◆ Assigned task ◆
Show all lines from the material that carry the word "front".

◆ Available data ◆

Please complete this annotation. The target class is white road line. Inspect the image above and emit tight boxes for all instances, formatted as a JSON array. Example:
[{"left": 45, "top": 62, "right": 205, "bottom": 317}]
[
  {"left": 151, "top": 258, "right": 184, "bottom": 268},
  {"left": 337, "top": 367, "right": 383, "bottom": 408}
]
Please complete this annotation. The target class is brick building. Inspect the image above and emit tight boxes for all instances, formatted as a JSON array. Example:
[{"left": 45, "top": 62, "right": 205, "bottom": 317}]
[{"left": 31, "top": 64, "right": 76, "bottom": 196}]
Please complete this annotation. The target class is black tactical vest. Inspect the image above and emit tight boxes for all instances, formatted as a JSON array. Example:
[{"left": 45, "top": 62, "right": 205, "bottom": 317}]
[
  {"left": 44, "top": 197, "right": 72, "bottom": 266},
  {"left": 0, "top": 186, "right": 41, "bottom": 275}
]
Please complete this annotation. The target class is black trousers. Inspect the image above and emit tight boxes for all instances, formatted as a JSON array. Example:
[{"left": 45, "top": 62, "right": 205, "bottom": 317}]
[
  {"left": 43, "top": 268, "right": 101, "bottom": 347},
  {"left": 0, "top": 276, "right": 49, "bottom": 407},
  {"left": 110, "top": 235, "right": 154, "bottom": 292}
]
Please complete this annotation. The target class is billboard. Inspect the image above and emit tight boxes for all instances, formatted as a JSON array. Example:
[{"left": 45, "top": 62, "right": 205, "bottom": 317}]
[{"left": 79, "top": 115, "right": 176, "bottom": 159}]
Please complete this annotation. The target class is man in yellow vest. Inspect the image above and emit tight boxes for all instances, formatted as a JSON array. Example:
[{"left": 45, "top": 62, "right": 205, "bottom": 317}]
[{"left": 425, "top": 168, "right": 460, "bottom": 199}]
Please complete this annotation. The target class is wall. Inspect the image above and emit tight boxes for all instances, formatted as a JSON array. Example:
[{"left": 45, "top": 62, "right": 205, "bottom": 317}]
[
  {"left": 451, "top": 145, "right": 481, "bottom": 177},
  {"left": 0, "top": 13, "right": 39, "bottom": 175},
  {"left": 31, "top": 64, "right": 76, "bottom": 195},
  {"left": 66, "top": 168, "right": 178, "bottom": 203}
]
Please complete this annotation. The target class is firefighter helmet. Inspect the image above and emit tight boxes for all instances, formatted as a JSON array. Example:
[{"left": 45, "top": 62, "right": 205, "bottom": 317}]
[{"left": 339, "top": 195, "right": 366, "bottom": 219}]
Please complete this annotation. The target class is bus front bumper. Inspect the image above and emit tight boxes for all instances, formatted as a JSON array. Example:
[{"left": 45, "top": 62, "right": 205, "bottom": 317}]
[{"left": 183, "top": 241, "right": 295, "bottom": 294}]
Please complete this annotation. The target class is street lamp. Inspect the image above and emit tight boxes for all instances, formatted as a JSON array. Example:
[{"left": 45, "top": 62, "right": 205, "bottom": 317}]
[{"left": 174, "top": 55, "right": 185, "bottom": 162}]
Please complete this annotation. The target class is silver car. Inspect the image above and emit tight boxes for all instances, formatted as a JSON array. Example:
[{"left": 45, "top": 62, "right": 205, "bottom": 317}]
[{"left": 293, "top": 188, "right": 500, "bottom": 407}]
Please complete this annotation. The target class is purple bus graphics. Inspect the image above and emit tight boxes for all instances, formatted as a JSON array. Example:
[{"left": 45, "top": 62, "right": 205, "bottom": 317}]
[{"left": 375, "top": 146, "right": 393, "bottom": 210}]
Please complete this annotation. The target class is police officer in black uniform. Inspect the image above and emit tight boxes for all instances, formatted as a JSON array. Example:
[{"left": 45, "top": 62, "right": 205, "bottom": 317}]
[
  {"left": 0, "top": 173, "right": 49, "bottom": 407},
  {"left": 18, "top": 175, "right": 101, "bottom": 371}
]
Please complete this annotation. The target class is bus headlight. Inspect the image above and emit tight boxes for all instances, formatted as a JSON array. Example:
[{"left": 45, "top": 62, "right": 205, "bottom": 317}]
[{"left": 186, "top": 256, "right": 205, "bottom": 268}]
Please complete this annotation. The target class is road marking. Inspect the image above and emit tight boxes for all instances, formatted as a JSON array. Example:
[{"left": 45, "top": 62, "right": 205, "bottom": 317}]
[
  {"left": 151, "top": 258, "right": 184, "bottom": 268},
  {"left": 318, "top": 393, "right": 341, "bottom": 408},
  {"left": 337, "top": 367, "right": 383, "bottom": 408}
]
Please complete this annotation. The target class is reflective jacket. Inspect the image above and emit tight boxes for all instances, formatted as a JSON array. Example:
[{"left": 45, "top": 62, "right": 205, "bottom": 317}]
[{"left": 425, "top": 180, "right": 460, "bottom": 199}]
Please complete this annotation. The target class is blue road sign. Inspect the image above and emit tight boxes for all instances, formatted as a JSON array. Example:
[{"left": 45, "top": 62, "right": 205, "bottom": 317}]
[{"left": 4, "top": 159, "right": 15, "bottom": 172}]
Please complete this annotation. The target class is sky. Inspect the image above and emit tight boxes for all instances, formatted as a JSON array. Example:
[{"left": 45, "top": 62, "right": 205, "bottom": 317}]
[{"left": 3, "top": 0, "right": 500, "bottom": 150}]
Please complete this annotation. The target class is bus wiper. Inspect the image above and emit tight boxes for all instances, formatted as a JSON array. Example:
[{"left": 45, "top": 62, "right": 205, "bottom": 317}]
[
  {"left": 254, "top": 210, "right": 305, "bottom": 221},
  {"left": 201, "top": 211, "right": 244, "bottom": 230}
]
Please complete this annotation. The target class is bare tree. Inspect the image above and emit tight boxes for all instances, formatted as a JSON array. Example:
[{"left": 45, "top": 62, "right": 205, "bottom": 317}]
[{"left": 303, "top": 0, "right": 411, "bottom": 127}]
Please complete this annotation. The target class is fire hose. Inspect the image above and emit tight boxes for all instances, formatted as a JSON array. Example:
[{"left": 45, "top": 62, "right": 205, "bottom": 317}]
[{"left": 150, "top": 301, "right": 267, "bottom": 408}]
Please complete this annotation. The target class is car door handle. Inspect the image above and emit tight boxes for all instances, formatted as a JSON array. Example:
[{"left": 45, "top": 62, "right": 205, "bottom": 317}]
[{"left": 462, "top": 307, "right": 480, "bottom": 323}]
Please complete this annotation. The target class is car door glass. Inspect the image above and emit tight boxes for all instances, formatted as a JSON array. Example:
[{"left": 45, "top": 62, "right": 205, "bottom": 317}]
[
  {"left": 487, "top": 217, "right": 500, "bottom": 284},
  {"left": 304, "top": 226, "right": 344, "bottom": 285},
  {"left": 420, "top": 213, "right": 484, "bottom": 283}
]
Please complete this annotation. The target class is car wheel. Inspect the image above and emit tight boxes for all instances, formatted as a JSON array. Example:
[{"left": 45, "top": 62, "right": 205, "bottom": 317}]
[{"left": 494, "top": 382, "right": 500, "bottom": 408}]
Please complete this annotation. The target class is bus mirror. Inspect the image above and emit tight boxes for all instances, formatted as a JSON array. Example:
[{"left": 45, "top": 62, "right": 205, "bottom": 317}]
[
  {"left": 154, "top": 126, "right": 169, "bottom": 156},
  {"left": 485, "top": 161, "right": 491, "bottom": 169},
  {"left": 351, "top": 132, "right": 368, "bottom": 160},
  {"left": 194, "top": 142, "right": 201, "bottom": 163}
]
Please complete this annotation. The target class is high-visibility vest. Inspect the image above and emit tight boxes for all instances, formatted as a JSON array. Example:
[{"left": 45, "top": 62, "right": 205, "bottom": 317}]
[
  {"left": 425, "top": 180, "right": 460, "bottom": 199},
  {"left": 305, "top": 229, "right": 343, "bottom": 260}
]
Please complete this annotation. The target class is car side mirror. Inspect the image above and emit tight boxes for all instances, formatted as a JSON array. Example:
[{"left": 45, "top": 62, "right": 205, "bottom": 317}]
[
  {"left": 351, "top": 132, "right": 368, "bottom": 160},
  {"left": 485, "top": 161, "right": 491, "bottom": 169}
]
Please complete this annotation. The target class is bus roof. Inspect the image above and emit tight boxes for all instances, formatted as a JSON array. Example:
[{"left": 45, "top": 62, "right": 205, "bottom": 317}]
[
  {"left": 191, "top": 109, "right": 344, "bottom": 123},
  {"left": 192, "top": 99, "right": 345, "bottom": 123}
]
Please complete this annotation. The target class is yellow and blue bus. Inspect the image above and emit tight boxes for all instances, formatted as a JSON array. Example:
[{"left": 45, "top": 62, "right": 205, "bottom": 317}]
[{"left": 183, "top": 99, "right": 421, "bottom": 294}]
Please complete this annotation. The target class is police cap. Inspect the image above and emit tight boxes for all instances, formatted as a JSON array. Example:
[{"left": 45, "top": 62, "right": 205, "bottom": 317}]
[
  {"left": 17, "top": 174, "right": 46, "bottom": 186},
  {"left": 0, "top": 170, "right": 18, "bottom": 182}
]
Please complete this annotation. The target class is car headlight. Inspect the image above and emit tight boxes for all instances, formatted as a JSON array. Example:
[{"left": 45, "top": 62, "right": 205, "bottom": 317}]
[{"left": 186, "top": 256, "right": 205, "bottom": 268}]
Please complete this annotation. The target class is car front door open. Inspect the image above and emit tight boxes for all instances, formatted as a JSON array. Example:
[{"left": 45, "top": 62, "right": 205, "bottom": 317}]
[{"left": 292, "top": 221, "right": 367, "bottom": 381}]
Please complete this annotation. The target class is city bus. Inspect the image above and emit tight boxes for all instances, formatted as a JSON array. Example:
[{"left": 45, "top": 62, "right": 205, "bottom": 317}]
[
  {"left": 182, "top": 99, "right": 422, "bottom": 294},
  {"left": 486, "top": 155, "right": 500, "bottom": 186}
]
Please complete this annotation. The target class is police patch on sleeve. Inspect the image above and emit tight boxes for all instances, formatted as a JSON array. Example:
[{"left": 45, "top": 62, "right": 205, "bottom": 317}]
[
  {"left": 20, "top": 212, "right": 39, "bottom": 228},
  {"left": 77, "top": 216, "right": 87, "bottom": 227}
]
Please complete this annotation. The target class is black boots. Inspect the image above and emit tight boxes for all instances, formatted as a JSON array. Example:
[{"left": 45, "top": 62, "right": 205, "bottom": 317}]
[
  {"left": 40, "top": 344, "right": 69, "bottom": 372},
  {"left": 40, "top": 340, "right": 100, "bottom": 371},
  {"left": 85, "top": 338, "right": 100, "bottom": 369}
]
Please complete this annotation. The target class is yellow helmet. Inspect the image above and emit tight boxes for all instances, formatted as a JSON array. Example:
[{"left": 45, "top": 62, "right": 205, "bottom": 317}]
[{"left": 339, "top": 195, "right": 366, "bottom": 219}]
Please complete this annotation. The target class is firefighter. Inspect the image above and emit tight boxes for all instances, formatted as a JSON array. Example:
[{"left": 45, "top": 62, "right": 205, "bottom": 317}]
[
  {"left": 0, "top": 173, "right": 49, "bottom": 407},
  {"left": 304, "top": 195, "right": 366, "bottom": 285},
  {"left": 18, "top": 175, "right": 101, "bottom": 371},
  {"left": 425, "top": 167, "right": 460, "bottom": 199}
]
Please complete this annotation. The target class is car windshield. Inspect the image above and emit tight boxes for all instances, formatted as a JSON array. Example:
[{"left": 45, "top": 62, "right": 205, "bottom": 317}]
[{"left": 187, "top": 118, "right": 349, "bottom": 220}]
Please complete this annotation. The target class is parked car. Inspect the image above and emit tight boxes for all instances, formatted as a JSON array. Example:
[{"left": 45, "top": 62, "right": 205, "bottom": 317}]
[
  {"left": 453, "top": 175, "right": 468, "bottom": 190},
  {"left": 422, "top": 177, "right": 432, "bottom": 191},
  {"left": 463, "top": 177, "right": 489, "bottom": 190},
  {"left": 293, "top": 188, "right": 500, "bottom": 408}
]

◆ Finished exercise ◆
Please complete this annotation. The target class is bus front bumper. Inspect the image above and emit tight boxes for all instances, formatted as a JSON array. Example:
Please complete this annotation. The target class is car front door open. Inspect the image above and emit tight boxes for all instances, formatted as a JSON array. Example:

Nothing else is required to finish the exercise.